| ОТРЫВОК ТЕКСТА |
/---

Это были правила подлинно римские, не имеющие ничего общего с греческой
изворотливостью и пуническим вероломством, у каковых народов считалось, что
меньше чести и славы в том, чтобы побеждать силою, а не хитростью и уловками.
Обман, по мнению этих сенаторов, может увенчаться успехом в отдельных случаях,
но побежденным считает себя лишь тот, кто уверен, что его одолели не хитростью
и не благодаря случайным обстоятельствам, а воинской доблестью, в прямой
схватке лицом к лицу на войне, которая протекала в соответствии с установленными
законами и с соблюдением принятых правил. По речам этих славных людей ясно
видно, что им еще не было известно нижеследующее премудрое изречение:
dolus an virtus quis
in hoste requirat?[72]
Ахейцы,
рассказывает Полибий, презирали обман и никогда не прибегали к нему на войне;
они ценили победу только тогда, когда им удавалось сломить мужество и
сопротивление неприятеля[73].
Eam vir
sanctus et sapiens sciet veram esse victoriam, quae salva fide et integra
dignitate parabitur,[74] – говорит другой
римский автор.
Vos ne velit an me
regnare hera quidve ferat fors
Virtute experiamur.[75]
В
царстве тернатском[76],
именуемом нами с легкой душою варварским, общепринятые обычаи запрещают идти
войною, не объявив ее предварительно и не сообщив врагу полного перечня всех
сил и средств, которые будут применены в этой войне, а именно, сколько у тебя
воинов, каково их снаряжение, а также оборонительное и наступательное оружие.

\---

| ПЕРЕЧЕНЬ СТРОК |
/---

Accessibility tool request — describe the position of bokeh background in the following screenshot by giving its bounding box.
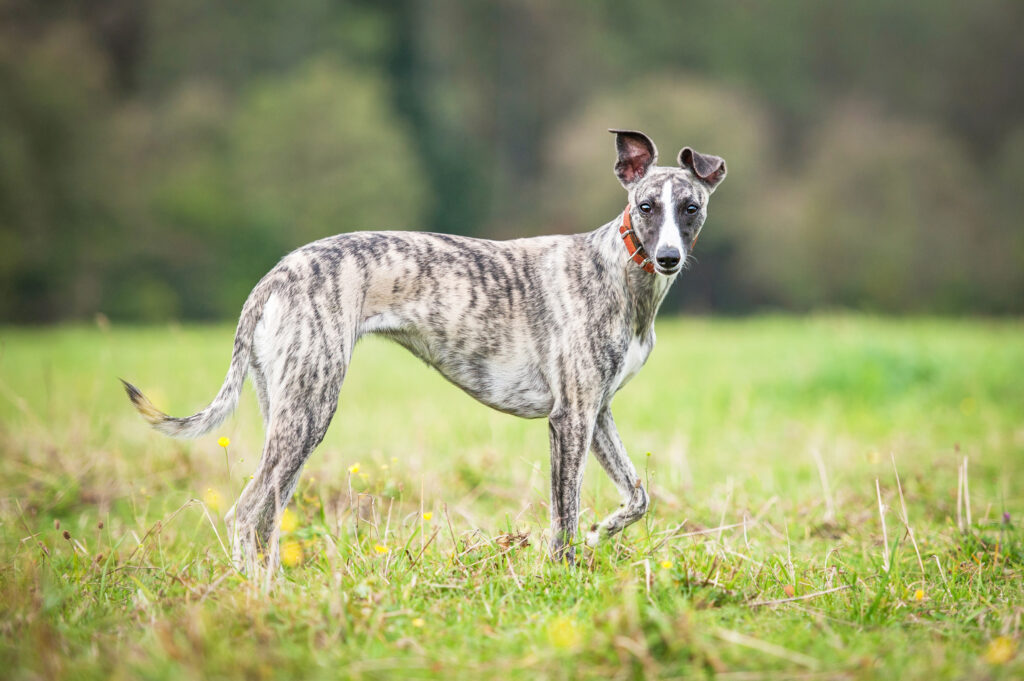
[0,0,1024,323]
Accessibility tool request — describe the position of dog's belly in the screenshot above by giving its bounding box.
[383,331,554,419]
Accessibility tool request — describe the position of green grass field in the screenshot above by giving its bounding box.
[0,316,1024,681]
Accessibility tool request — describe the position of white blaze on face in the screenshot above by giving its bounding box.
[650,179,686,259]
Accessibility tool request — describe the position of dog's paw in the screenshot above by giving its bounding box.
[586,523,602,549]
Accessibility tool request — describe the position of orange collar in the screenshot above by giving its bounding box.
[618,204,654,274]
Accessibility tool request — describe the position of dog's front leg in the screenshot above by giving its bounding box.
[587,408,650,546]
[548,408,594,564]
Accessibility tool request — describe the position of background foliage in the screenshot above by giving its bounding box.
[0,0,1024,322]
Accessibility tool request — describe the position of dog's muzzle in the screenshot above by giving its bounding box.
[654,246,682,271]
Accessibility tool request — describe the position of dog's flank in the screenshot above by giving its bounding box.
[125,131,725,562]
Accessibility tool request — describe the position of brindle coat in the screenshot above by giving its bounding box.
[125,130,726,564]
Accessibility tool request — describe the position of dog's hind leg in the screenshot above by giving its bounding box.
[587,407,650,546]
[227,371,344,573]
[225,292,356,571]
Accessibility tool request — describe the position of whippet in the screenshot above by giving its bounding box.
[125,130,726,564]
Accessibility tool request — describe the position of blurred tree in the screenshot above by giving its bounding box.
[0,0,1024,322]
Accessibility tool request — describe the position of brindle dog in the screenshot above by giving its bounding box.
[125,130,726,567]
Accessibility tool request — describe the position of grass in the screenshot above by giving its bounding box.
[0,316,1024,681]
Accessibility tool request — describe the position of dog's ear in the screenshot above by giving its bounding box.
[679,146,725,191]
[608,130,657,188]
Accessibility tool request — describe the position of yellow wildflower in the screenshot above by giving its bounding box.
[548,615,583,650]
[281,508,299,535]
[281,540,302,567]
[985,636,1017,665]
[203,487,221,513]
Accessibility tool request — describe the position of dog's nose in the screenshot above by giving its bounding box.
[657,247,679,269]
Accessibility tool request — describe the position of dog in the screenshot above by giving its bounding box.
[123,130,726,569]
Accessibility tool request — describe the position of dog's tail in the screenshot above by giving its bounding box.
[121,267,289,437]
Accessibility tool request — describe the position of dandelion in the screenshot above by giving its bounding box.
[281,540,302,567]
[984,636,1017,665]
[203,487,222,513]
[281,508,299,535]
[217,435,231,478]
[548,616,583,650]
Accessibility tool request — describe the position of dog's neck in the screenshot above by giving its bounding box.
[589,214,678,337]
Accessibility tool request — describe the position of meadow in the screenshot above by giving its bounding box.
[0,315,1024,681]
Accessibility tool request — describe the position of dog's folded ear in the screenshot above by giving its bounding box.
[608,130,657,188]
[679,146,725,190]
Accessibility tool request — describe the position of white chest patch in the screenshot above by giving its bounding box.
[615,338,651,390]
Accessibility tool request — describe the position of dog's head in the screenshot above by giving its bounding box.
[610,130,725,275]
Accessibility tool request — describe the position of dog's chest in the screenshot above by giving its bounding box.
[615,332,654,390]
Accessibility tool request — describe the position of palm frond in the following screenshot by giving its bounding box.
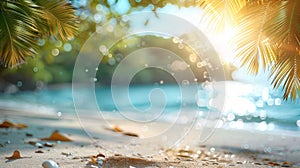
[36,0,78,41]
[272,51,300,100]
[268,0,300,100]
[232,1,276,74]
[200,0,247,32]
[0,0,38,67]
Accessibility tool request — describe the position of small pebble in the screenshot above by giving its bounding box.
[26,133,33,137]
[34,142,44,148]
[42,160,58,168]
[44,142,54,147]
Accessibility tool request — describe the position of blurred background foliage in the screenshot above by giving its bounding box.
[0,0,234,91]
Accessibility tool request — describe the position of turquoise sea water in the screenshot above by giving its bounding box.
[0,82,300,131]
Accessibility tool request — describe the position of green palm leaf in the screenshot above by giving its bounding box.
[0,0,78,67]
[232,1,276,74]
[0,0,38,67]
[36,0,78,41]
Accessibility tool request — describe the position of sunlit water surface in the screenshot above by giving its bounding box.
[0,82,300,131]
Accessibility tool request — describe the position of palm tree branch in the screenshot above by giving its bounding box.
[232,2,275,74]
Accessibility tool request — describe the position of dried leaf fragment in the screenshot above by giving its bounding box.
[41,130,72,142]
[5,150,23,160]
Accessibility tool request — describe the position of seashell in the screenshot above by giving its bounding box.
[42,160,58,168]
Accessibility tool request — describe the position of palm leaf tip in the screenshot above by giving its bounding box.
[0,0,78,67]
[37,0,79,41]
[0,1,38,67]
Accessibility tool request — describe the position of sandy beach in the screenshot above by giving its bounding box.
[0,110,300,168]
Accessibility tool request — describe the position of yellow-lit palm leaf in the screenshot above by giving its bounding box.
[200,0,246,32]
[232,1,275,74]
[268,0,300,100]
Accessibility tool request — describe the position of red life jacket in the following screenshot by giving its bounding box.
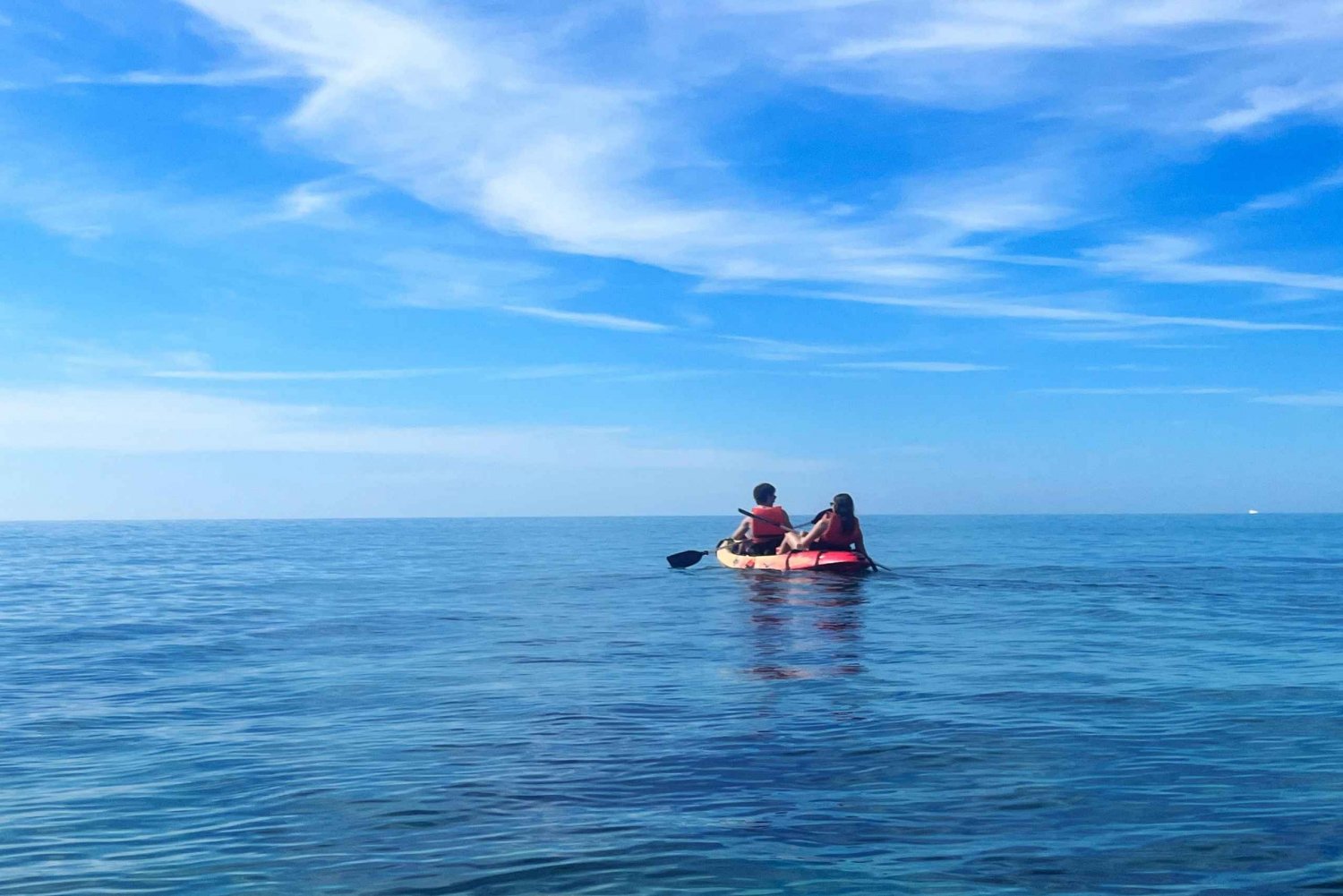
[811,510,862,550]
[749,507,789,542]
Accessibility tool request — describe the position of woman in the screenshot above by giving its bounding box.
[779,491,868,556]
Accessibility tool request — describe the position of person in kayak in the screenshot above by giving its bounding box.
[731,482,792,555]
[779,491,868,556]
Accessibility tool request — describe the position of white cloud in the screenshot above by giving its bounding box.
[150,364,638,383]
[1022,386,1251,395]
[56,69,293,88]
[1235,168,1343,214]
[1206,85,1343,133]
[832,362,1007,373]
[794,292,1339,333]
[500,305,673,333]
[269,177,373,226]
[1252,392,1343,407]
[1088,235,1343,292]
[719,336,881,362]
[175,0,978,282]
[907,169,1072,234]
[0,388,806,470]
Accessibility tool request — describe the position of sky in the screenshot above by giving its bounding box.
[0,0,1343,525]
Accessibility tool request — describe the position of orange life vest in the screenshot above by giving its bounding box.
[811,510,862,550]
[749,507,789,542]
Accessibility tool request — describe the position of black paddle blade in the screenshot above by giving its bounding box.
[668,550,708,569]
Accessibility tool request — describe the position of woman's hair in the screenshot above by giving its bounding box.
[830,491,854,534]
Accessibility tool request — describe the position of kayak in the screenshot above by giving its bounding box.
[717,545,869,572]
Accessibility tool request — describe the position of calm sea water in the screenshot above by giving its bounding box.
[0,515,1343,896]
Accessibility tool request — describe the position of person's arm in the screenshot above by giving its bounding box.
[798,517,834,550]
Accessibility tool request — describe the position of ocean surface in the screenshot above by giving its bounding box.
[0,513,1343,896]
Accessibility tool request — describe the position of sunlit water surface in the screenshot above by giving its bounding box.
[0,515,1343,896]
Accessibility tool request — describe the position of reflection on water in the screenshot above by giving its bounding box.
[741,574,867,679]
[0,515,1343,896]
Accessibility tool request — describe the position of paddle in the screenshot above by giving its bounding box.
[736,508,891,572]
[668,550,714,569]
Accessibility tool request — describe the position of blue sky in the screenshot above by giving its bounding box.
[0,0,1343,518]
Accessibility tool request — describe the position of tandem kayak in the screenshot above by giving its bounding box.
[717,544,870,572]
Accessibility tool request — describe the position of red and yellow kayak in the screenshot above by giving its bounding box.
[717,544,870,572]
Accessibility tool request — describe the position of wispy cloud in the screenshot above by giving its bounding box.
[270,176,373,226]
[0,388,814,470]
[1090,235,1343,292]
[1233,168,1343,214]
[56,67,295,88]
[1022,386,1252,395]
[830,362,1007,373]
[150,364,638,383]
[1252,392,1343,407]
[1206,83,1343,133]
[719,336,881,362]
[500,305,673,333]
[794,292,1339,333]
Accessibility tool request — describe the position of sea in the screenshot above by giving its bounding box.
[0,513,1343,896]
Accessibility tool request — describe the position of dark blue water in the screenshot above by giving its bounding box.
[0,515,1343,896]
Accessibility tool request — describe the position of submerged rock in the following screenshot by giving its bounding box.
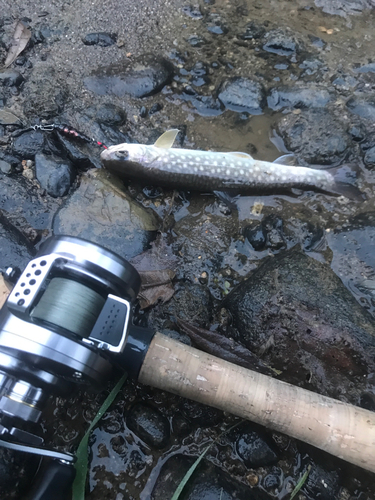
[226,248,375,404]
[346,94,375,122]
[84,54,174,97]
[126,404,170,449]
[267,85,331,111]
[277,109,350,165]
[35,153,74,198]
[53,170,159,259]
[218,78,265,115]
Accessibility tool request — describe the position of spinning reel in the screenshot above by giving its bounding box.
[0,236,153,500]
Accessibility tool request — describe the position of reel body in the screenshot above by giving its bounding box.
[0,236,153,498]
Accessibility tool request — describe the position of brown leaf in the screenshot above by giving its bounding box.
[138,269,175,309]
[4,21,31,68]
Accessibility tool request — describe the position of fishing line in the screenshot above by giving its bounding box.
[31,277,105,337]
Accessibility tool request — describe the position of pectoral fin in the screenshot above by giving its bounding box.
[154,128,179,149]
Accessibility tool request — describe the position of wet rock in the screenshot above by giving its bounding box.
[303,464,340,500]
[0,68,24,87]
[267,85,331,111]
[35,153,75,198]
[236,429,278,467]
[152,455,268,500]
[126,404,170,449]
[0,222,33,269]
[364,146,375,169]
[84,55,174,97]
[82,32,117,47]
[182,5,203,19]
[218,78,265,115]
[187,35,207,48]
[225,248,375,404]
[353,62,375,73]
[263,30,300,56]
[277,109,350,165]
[167,284,212,325]
[53,170,159,259]
[182,93,223,116]
[315,0,374,17]
[346,95,375,122]
[0,160,12,174]
[85,103,126,127]
[244,224,267,252]
[13,130,45,160]
[239,21,266,40]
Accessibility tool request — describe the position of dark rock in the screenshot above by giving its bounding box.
[82,32,117,47]
[0,68,24,87]
[207,21,229,35]
[267,85,331,111]
[53,169,159,259]
[84,55,174,97]
[236,430,278,467]
[139,106,147,118]
[151,455,269,500]
[331,74,358,91]
[218,77,265,115]
[182,5,203,19]
[346,95,375,122]
[13,130,46,160]
[85,103,126,127]
[315,0,374,17]
[239,21,266,40]
[0,160,12,174]
[244,224,267,252]
[263,30,300,56]
[308,35,326,49]
[126,404,170,449]
[167,285,212,325]
[148,102,163,115]
[353,62,375,73]
[277,109,350,165]
[187,35,207,48]
[364,146,375,169]
[302,464,340,500]
[349,125,366,142]
[35,153,74,198]
[225,248,375,404]
[182,93,223,116]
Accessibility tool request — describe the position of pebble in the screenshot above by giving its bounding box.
[35,153,75,198]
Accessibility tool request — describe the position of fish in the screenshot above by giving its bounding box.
[100,129,361,198]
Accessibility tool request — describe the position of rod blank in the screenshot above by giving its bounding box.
[139,333,375,472]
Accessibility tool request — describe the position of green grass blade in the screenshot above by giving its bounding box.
[290,465,311,500]
[171,420,243,500]
[72,373,127,500]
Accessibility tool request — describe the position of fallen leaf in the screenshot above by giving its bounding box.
[138,269,176,309]
[4,21,31,68]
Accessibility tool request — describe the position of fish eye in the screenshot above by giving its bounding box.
[116,150,129,160]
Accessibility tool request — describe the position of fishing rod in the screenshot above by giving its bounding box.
[0,236,375,500]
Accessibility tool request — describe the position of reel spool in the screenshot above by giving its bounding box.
[0,236,148,430]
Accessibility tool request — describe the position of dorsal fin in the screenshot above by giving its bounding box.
[272,153,298,167]
[229,151,253,159]
[154,128,179,149]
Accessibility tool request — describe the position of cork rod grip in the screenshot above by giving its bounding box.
[139,333,375,472]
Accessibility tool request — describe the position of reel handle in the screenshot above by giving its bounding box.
[25,460,76,500]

\---

| ЗАДАНИЕ |
Что, согласно отрывку, запрещают обычаи в царстве тернатском? Приведенные строки взяты из другого источника.

| РЕШЕНИЕ |
Идти войною, не объявив ее предварительно и не сообщив врагу полного перечня всех сил и средств, которые будут применены в этой войне.